### WHAT IS ASKED
1/ Please reproduce part of the passage on African migration word for word, starting with "The freedom to" and going on through "and economic spheres.".
2/ Answer these questions from the passage on African migration, marking each answer with its letter:
(a) What do migrants in South Africa fear, according to the Human Rights Watch source?
(b) Which two words describe the nature of land tenure across Africa?
(c) In which three spheres does the right to move enable women's empowerment?

Even without the implementation of a free labour market, migration will continue informally; therefore policies introducing free movement and providing appropriate travel documents provides a method to manage migration. In the case of Southern Africa, the lack of a regional framework enabling migration is articulated through the informal nature of movement and strategic bilateral ties between nation-states.

Several benefits arise from managing migration. First, speeding up the emigration process will provide health benefits. Evidence shows slow, and inefficient, border controls have led to a rise in HIV/AIDs; as truck drivers wait in delays sex is offered[1]. Second, a free labour market can provide national governments with data and information. The provision of travel documentation provides migrants with an identity, and as movement is monitored, the big picture of migration can be provided. Information, evidence, and data, will enable effective policies to be constructed for places of origin and destination, and to enable trade efficiency. Lastly, today, undocumented migrants are unable to claim their right to health care. In Africa, availability does not equate to accessibility for new migrants. In South Africa, migrants fear deportation and harassment, meaning formal health treatment and advice is not sought (Human Rights Watch, 2009). Therefore documentation and formal approval of movement ensures health is recognised as an equal right.

[1] See further readings: Lucas, 2012.


Promoting a free labour market across Africa will exacerbate difficulties for planning. The geography of migration is uneven; and spatial disparities in the proportion of migrants presents challenges for urban and rural planning, which needs to be considered.

First, where will migrants be housed? The housing crisis, and prevalence of slums, across Africa show an influx of new workers will overburden a scarce resource. In addition, the complex, and insecure, nature of land tenure across Africa raises further questions for housing and productivity - will new migrants be able to buy into land markets to enhance their capabilities? Second, are road infrastructures safe enough to promote the frequent movement of labour? Will implementing a free labour market ensure the safety of those migrants?

We need to ensure planners and policy can establish fundamental rights to a home, land, and personal safety, before promoting free movement.

The freedom to move is a human right.

Mobility is a human right - which needs to be enabled across national spaces and Africa. Obstacles need to be removed. Mobility enables access to interconnected rights - such as ensuring women their right to move enables empowerment in the political, social and economic spheres.

### Collection entries
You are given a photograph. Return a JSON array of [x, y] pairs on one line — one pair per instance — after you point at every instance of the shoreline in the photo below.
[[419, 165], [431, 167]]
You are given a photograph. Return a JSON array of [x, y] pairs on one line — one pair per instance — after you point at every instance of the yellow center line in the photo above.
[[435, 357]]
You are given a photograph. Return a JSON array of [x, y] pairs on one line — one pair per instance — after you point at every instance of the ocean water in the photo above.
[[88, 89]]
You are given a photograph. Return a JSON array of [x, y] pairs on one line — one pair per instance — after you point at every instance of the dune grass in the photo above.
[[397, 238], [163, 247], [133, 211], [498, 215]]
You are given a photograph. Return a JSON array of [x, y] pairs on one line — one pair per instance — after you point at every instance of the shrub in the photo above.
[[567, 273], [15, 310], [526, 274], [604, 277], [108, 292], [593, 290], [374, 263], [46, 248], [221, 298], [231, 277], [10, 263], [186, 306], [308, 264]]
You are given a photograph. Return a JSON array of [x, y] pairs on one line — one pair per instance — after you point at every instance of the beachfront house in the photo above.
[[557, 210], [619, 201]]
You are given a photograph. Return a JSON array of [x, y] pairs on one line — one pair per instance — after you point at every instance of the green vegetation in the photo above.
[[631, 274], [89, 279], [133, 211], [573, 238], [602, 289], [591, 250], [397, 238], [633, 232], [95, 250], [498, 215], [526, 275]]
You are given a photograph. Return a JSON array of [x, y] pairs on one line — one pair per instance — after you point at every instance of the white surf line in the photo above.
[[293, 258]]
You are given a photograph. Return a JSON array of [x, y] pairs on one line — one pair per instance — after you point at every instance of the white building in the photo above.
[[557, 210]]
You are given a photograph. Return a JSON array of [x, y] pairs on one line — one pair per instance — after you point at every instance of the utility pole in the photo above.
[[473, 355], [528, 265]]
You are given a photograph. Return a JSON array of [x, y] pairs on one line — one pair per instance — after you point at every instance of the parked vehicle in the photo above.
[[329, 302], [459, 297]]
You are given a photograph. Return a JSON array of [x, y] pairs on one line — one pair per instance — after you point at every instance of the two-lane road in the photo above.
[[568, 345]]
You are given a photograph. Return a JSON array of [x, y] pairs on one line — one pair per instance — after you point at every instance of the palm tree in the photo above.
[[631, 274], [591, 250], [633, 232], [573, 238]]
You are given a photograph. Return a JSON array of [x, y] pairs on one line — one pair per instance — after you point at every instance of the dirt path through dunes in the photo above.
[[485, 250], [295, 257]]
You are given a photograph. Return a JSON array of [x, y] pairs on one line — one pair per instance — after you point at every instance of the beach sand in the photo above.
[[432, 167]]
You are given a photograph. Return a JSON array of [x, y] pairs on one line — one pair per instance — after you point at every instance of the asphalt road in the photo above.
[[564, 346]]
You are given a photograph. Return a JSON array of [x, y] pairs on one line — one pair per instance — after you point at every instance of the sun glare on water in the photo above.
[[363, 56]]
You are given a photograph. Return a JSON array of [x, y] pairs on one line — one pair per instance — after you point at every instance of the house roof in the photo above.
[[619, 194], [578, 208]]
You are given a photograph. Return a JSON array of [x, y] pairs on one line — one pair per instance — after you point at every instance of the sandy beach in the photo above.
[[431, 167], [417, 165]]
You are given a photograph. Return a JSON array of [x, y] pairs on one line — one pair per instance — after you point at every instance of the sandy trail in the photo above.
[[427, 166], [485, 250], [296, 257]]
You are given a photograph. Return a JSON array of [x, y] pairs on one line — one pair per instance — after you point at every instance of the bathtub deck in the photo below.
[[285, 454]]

### OUTPUTS BY TASK
1/
The freedom to move is a human right.

Mobility is a human right - which needs to be enabled across national spaces and Africa. Obstacles need to be removed. Mobility enables access to interconnected rights - such as ensuring women their right to move enables empowerment in the political, social and economic spheres.

2/
(a) Deportation and harassment.
(b) Complex and insecure.
(c) The political, social and economic spheres.